==== Page excerpt ====

The question worth asking before choosing: what does the worst-case query look like, and can the database execute it without a full scan?

What is a cache actually solving, and when does it stop helping?

A cache stores the result of an expensive operation so that subsequent requests for the same data can be served without repeating the work. The expensive operation is usually a database read, but it can be an API call, a computation, or a rendered page.

The three caching strategies differ in when the cache is populated and what happens on a write:

Cache-aside (lazy loading): the application checks the cache first. On a miss, it reads from the database and writes the result into the cache. The cache is only populated for data that is actually requested. Stale data is possible if the database is updated without invalidating the cache.
Write-through: every write goes to both the cache and the database synchronously. The cache is always consistent with the database, but writes are slower because they must complete in both places.
Write-back (write-behind): writes go to the cache first, and the database is updated asynchronously. Write throughput is high, but there is a window where data in the database is stale. If the cache node fails before the flush, data is lost.

Redis supports more than key-value caching: sorted sets for leaderboards, pub/sub for lightweight messaging, and Lua scripting for atomic operations. Memcached is simpler and faster for pure caching workloads but offers none of those extras.

The part that is easy to underestimate: cache invalidation. When the underlying data changes, the cache must either be invalidated (forcing the next read to repopulate from the database) or updated. Getting this wrong means users see stale data, or worse, the cache and database diverge silently. Cache invalidation errors are responsible for a disproportionate share of subtle production bugs.

A cache does not reduce the total work the system does. It changes who does it and when. If the cache hit rate is low, you are doing the database read and the cache write on every request, which is strictly more expensive than just reading from the database.

What does a message queue change about how a system handles load?

==== Entries ====

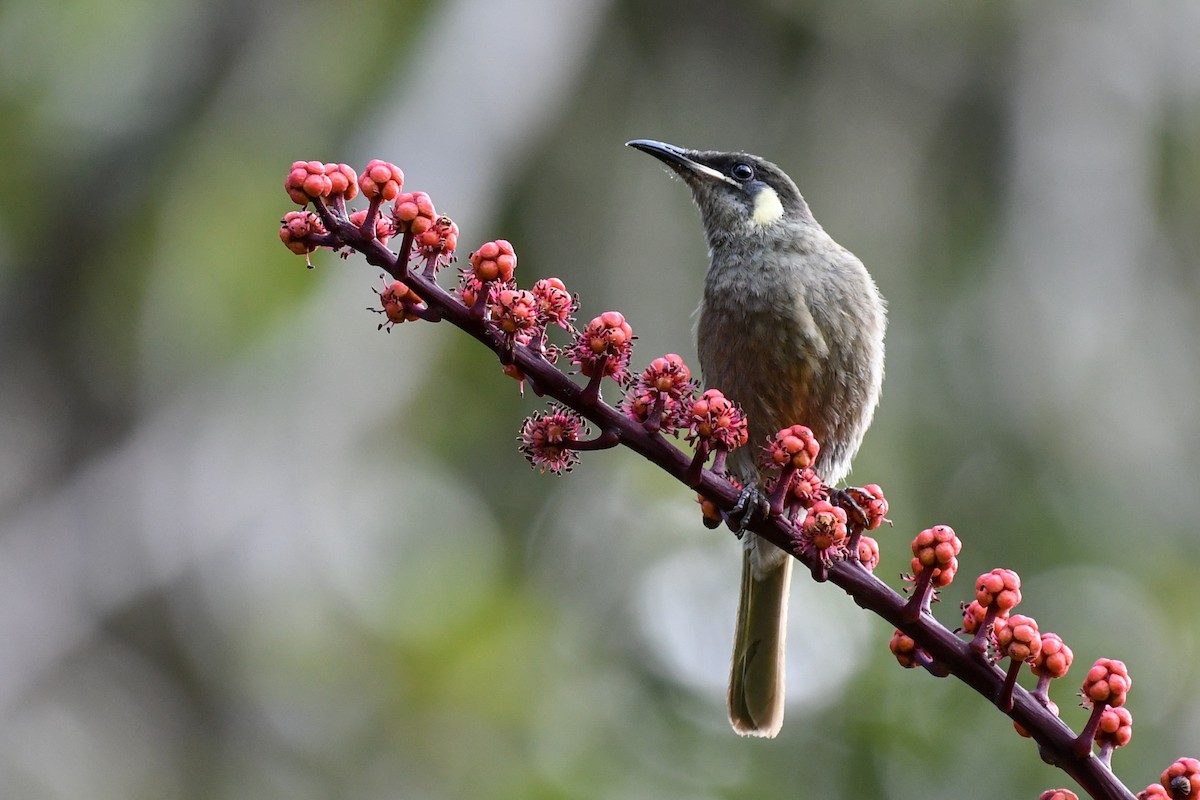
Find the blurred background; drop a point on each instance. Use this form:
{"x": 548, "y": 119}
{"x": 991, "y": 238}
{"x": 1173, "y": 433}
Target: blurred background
{"x": 252, "y": 547}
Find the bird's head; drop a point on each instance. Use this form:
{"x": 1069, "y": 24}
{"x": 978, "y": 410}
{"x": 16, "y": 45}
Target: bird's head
{"x": 737, "y": 193}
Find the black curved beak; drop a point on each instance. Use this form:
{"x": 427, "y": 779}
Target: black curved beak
{"x": 677, "y": 158}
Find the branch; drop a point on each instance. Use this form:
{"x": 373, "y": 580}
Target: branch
{"x": 513, "y": 324}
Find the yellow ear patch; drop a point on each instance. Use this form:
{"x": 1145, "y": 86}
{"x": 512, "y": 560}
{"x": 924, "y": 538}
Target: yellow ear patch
{"x": 767, "y": 208}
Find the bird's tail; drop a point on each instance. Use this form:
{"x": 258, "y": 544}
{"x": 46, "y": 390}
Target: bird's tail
{"x": 756, "y": 678}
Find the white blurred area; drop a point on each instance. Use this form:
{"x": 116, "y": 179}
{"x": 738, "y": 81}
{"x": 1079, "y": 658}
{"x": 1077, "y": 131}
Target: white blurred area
{"x": 297, "y": 553}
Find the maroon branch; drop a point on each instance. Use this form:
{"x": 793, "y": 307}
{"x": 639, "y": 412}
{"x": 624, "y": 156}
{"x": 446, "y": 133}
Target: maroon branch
{"x": 654, "y": 408}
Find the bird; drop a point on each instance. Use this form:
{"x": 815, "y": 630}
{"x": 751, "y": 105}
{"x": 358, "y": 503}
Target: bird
{"x": 790, "y": 326}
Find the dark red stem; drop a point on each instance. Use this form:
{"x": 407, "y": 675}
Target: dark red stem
{"x": 1055, "y": 739}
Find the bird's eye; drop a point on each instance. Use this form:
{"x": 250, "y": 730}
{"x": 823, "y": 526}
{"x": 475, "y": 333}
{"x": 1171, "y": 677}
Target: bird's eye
{"x": 742, "y": 172}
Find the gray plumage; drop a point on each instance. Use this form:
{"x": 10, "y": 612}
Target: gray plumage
{"x": 791, "y": 328}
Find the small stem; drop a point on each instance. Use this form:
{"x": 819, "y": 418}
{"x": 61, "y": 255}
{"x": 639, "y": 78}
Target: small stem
{"x": 1042, "y": 692}
{"x": 1083, "y": 744}
{"x": 779, "y": 491}
{"x": 429, "y": 313}
{"x": 933, "y": 666}
{"x": 367, "y": 228}
{"x": 979, "y": 643}
{"x": 607, "y": 438}
{"x": 591, "y": 395}
{"x": 918, "y": 600}
{"x": 479, "y": 308}
{"x": 856, "y": 536}
{"x": 1005, "y": 697}
{"x": 695, "y": 470}
{"x": 405, "y": 254}
{"x": 654, "y": 421}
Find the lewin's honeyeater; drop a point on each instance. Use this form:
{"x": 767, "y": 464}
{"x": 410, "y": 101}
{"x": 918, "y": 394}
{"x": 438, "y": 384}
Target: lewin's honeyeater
{"x": 791, "y": 328}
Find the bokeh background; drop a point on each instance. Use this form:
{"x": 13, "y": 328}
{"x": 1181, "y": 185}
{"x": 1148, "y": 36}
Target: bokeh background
{"x": 252, "y": 547}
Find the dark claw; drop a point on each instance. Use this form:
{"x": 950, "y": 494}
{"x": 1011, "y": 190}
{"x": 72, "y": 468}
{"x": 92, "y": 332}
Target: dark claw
{"x": 846, "y": 501}
{"x": 751, "y": 504}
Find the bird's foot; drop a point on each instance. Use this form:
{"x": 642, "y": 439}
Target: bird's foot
{"x": 751, "y": 505}
{"x": 846, "y": 501}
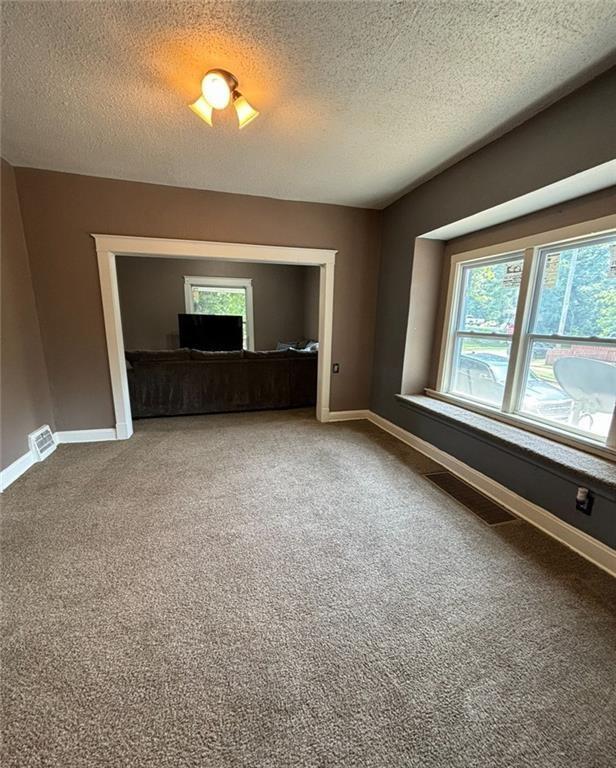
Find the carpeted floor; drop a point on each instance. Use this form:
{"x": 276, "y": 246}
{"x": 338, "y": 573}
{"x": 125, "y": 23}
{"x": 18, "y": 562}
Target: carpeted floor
{"x": 263, "y": 591}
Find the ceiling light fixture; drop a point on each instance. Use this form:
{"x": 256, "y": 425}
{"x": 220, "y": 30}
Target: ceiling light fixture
{"x": 219, "y": 87}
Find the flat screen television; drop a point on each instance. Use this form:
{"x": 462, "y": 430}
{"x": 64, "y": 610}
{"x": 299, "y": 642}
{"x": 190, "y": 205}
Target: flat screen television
{"x": 211, "y": 333}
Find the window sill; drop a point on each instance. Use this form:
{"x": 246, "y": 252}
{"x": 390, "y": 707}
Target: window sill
{"x": 586, "y": 468}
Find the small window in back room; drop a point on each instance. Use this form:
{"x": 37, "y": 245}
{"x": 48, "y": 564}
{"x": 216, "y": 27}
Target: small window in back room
{"x": 222, "y": 296}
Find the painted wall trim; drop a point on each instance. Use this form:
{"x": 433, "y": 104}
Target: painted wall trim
{"x": 21, "y": 465}
{"x": 595, "y": 551}
{"x": 348, "y": 415}
{"x": 110, "y": 246}
{"x": 583, "y": 183}
{"x": 86, "y": 435}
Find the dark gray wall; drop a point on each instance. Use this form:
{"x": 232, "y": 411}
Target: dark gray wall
{"x": 152, "y": 295}
{"x": 573, "y": 135}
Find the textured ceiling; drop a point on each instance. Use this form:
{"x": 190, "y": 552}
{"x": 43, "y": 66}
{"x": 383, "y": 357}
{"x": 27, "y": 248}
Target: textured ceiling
{"x": 358, "y": 100}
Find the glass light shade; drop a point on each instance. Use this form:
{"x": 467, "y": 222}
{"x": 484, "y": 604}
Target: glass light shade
{"x": 245, "y": 113}
{"x": 203, "y": 109}
{"x": 215, "y": 89}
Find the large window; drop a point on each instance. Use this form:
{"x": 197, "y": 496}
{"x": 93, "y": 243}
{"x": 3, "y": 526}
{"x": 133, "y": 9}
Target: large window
{"x": 531, "y": 334}
{"x": 222, "y": 296}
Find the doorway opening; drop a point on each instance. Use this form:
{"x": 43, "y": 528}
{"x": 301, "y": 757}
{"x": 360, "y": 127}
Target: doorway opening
{"x": 109, "y": 247}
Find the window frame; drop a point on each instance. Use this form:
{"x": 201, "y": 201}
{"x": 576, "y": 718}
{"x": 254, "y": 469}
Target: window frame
{"x": 224, "y": 282}
{"x": 532, "y": 249}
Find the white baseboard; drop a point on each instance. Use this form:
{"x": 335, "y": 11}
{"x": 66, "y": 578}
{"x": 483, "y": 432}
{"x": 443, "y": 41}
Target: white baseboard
{"x": 16, "y": 469}
{"x": 85, "y": 435}
{"x": 347, "y": 415}
{"x": 598, "y": 553}
{"x": 23, "y": 463}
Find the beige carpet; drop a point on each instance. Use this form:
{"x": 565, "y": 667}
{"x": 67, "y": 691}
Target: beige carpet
{"x": 259, "y": 590}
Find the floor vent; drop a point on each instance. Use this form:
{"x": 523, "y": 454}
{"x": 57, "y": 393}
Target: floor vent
{"x": 42, "y": 443}
{"x": 485, "y": 509}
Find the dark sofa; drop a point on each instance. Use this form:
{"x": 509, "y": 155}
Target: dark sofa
{"x": 183, "y": 381}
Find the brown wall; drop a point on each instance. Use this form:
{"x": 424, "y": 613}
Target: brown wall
{"x": 60, "y": 211}
{"x": 25, "y": 399}
{"x": 152, "y": 295}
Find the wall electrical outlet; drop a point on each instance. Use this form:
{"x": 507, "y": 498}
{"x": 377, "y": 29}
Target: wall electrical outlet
{"x": 583, "y": 500}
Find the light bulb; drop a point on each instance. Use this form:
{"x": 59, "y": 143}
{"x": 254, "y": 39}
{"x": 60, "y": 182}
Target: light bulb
{"x": 203, "y": 109}
{"x": 245, "y": 113}
{"x": 216, "y": 90}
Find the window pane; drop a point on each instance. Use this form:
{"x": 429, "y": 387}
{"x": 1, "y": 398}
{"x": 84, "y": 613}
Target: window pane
{"x": 489, "y": 296}
{"x": 577, "y": 290}
{"x": 571, "y": 385}
{"x": 214, "y": 300}
{"x": 219, "y": 301}
{"x": 480, "y": 369}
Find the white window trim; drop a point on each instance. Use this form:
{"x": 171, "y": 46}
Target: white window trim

====

Stated problem 1: Which caching strategies does the caching excerpt name? List every one.
Stated problem 2: Write the next part of the caching excerpt, picking up after its closing question about message queues.

Response 1:
- Cache-aside (lazy loading)
- Write-through
- Write-back (write-behind)

Response 2:
A message queue decouples the component that produces work from the component that does it. The producer writes a message to the queue and continues. The consumer reads from the queue and processes at its own pace. The queue absorbs bursts: if the producer generates 10,000 messages in a minute and the consumer can handle 1,000 per minute, the queue grows by 9,000 messages that minute and shrinks as the consumer catches up.

The two dominant models:

Message queues (RabbitMQ, AWS SQS): each message is consumed by exactly one consumer. The queue tracks which messages have been acknowledged and retries unacknowledged messages. Good for work distribution: send an email, resize an image, process a payment. Once a consumer claims a message, no other consumer sees it.

Event streaming (Kafka): messages are written to a log and retained for a configurable period. Consumers track their own position in the log and can replay messages. Multiple consumers can read the same message independently. Good for event sourcing, audit logs, or feeding multiple downstream systems from the same event stream.

The operational cost of a queue is that you have now introduced a dependency that must be monitored and sized. Queue depth is the metric to watch: if it grows without recovering, your consumer is too slow for the producer's rate and you need more consumer capacity or a rate limit on the producer. A queue that grows unbounded will eventually apply backpressure to producers or run out of storage.

Idempotency matters here. If a consumer crashes after processing a message but before acknowledging it, the queue will redeliver the message. If the operation is not idempotent, the work will be done twice. Teams discover this in production rather than at design time more often than they should.

What does a CDN actually serve, and what does it not solve?

A CDN (content delivery network) caches your static assets at edge nodes distributed geographically. When a user in Jakarta requests an image hosted in us-east-1, without a CDN they wait for a round trip to the US data center. With a CDN, the edge node in Singapore serves the cached image and the latency is an order of magnitude lower.

CDNs are effective for:

Static assets: images, CSS, JavaScript bundles, fonts
Streaming video: HLS segments cached at the edge
API responses that are identical for all users and change infrequently

CDNs are not effective for:

Personalized responses that differ per user
Data that changes frequently enough that the cache TTL has to be very short
Reducing latency for write operations, which must still reach the origin

Cache invalidation at the CDN layer is slower and less granular than at the application layer. Most CDNs let you purge by URL or by tag, but pushing an invalidation to every edge node takes seconds to minutes. For content that must update immediately (breaking news, real-time scores), a CDN cache in front of it will cause stale content to surface unless TTLs are very short or you use a CDN that supports instant purge.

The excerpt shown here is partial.